Items from a data source:
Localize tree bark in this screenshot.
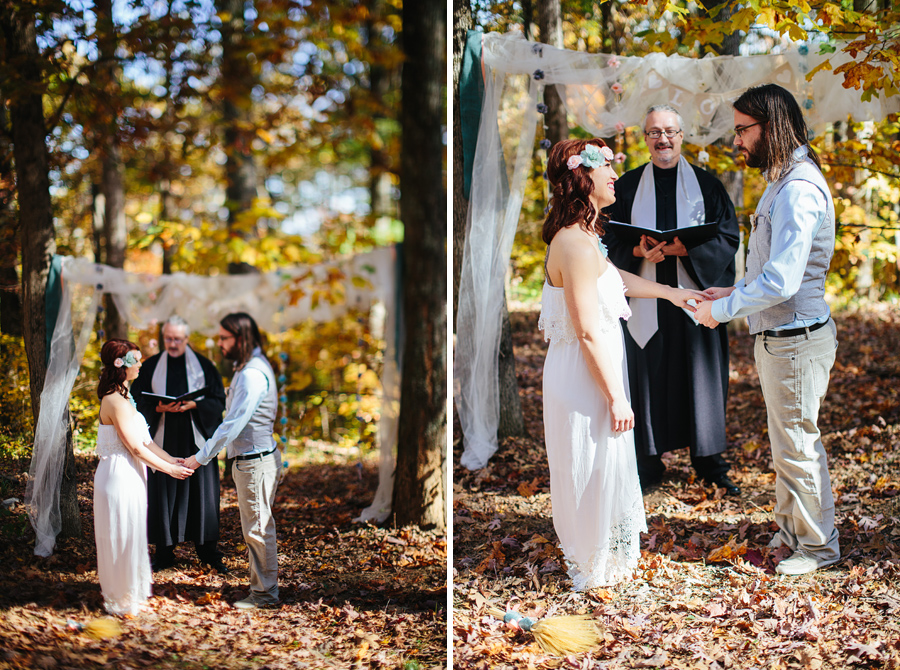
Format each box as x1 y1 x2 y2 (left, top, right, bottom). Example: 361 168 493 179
497 292 526 436
392 0 446 530
0 93 23 336
452 0 472 325
217 0 258 233
537 0 567 146
2 8 80 538
95 0 127 339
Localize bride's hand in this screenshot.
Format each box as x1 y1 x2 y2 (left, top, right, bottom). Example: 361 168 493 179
667 287 708 311
610 395 634 434
167 463 194 480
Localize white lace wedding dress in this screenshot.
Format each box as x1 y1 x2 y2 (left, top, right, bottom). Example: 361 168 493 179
539 263 647 590
94 412 153 615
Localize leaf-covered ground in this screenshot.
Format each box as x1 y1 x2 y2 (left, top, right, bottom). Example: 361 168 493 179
0 445 446 669
453 304 900 669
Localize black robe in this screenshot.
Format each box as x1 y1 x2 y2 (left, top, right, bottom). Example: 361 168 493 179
604 162 740 458
132 350 226 547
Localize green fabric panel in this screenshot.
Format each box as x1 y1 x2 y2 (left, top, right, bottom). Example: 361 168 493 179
45 254 64 366
460 30 485 200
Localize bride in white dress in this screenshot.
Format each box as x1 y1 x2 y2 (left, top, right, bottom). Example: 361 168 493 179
95 340 194 615
539 139 707 590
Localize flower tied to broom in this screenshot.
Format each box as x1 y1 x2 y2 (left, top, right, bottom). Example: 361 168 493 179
488 607 602 656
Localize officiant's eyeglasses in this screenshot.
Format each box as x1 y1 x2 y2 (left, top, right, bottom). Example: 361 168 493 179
644 129 681 139
734 121 763 138
164 337 186 344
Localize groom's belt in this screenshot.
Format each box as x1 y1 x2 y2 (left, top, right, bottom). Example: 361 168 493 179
234 447 277 461
760 319 829 338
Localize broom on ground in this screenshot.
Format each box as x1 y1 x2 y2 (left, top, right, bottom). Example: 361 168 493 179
487 607 603 656
67 617 123 640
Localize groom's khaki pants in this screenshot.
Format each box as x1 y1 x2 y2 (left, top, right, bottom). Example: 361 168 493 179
755 319 840 562
233 450 280 602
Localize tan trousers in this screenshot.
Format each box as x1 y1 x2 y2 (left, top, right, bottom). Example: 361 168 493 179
755 319 840 562
233 450 280 602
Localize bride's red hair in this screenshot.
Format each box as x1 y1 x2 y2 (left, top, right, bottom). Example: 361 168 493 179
97 339 140 400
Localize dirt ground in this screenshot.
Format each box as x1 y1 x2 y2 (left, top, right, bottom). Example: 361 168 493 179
453 304 900 669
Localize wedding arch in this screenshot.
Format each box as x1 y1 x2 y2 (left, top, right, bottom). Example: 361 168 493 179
27 247 399 557
456 31 900 471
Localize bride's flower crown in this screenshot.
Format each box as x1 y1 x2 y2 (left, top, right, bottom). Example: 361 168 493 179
567 144 614 171
114 350 142 368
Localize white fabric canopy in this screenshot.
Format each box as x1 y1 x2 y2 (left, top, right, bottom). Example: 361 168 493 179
455 31 900 470
27 247 399 556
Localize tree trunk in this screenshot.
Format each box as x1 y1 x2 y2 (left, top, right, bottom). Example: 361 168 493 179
452 0 472 325
497 292 526 436
2 9 81 538
537 0 567 146
217 0 258 233
392 0 446 530
0 93 23 336
96 0 127 339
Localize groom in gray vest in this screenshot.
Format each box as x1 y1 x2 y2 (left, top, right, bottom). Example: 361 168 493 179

> _REQUIRED WORK_: A complete answer reproduces every line of the records in which the word "wedding" occurs.

> _WRITTEN RESPONSE_:
Localize white lace wedding dress in this screenshot.
Localize wedding arch in this screenshot.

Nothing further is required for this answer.